::: Document excerpt
Microsoft is facing capacity constraints, and OpenAI is driving a large portion of the backlog in its cloud computing business.

The company said its backlog in commercial bookings, a metric referred to as remaining performance obligations, ballooned 110% year over year to $625 billion when it reported earnings for the second quarter on Wednesday.

OpenAI accounts for roughly 45% of those commitments, Microsoft revealed. The company did not say how much OpenAI contributed during the previous quarter.

Some Wall Street analysts on the call expressed concerns about Microsoft’s dependency on OpenAI.

CEO Satya Nadella said acquiring more Azure clients is important to the tech giant, but it can’t come at the expense of neglecting its other services.

“If you think about it, acquiring an Azure customer is super important to us, but so is acquiring an M365 or a GitHub or a Dragon Copilot, which are all, by the way, incremental businesses and TAMs for us,” Nadella said during Microsoft’s second-quarter earnings call. “And so we don’t want to maximize just one business of ours.”

Shares of Microsoft fell more than 6% in after-market trading on Wednesday, even as the tech giant posted an overall earnings beat.

Morgan Stanley’s Keith Weiss said during the call that some on Wall Street may be spooked by slower growth in overall Azure revenue and the increase in capex spending. Microsoft’s capital expenditures rose 66% year over year to $37.5 billion in the second quarter, another record for the company and testament to the sheer amount of money tech companies are spending amid the AI race.

CFO Amy Hood said that Microsoft has to look at many different areas when it allocates the GPUs and CPUs that come online as a result of its capex spending, including investing in the growth of first-party apps like Microsoft Copilot, devoting GPUs to research and development, and the talent they’ve acquired.

“You end up with the remainder going towards serving the Azure capacity that continues to grow in terms of demand,” she said.

Microsoft is not alone in facing capacity issues.

Executives at OpenAI, which has pledged to spend $250 billion on Azure services, have repeatedly said the startup is held back by a lack of compute, forcing tough trade-offs between product and research.

Wednesday’s earnings mark the first quarter since OpenAI completed its restructuring, which included a new agreement with Microsoft, the startup’s largest investor. Microsoft owns 27% of the public benefit corporation.

“It’s a great partnership,” Hood said of Microsoft’s relationship with OpenAI. It’s allowed us to remain a leader in terms of what we’re building and being on the cutting edge of app innovation.”
::::::
Required work: According to the article on Microsoft's earnings, how much has OpenAI pledged to spend on Azure services?
::: Data for review
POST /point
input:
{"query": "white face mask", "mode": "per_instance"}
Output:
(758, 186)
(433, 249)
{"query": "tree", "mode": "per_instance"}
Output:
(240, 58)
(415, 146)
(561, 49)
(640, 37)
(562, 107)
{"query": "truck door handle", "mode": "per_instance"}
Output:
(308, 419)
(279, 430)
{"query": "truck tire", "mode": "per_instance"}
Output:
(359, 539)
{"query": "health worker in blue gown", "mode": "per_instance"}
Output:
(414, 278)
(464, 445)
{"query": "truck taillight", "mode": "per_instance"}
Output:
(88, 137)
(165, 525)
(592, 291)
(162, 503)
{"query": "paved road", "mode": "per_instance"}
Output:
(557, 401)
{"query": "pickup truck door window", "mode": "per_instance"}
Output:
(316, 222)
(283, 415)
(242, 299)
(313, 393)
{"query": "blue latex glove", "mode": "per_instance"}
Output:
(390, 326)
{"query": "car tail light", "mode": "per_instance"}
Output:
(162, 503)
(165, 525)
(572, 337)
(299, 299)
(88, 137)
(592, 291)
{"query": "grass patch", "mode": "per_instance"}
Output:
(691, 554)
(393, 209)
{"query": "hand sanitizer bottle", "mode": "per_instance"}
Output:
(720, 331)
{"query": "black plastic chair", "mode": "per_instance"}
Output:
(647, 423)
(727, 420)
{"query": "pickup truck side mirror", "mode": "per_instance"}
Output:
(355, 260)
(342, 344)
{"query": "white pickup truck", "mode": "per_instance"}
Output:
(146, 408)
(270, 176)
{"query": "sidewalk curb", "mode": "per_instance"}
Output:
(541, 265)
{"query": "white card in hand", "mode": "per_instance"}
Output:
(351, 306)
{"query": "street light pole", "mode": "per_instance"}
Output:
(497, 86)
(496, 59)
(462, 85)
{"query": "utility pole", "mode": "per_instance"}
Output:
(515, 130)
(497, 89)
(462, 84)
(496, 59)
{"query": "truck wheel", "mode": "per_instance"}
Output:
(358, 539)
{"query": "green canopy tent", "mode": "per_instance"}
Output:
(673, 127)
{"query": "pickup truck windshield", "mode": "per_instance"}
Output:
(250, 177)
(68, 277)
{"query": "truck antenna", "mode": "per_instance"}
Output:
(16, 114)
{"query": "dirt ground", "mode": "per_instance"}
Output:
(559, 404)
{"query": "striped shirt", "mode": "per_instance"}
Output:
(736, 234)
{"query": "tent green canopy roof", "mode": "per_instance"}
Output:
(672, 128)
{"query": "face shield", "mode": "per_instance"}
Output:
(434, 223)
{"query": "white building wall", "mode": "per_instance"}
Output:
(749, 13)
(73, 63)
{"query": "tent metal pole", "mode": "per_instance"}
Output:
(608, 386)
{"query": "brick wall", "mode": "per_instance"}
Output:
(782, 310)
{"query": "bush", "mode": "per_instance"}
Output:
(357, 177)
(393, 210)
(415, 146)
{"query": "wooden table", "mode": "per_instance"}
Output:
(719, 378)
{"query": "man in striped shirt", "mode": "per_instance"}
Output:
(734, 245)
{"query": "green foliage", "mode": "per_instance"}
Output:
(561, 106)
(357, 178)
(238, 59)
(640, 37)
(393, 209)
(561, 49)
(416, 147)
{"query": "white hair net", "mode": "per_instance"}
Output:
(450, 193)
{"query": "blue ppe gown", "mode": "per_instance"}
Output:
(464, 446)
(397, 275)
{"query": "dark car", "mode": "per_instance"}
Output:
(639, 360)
::::::
Output for this exercise: $250 billion.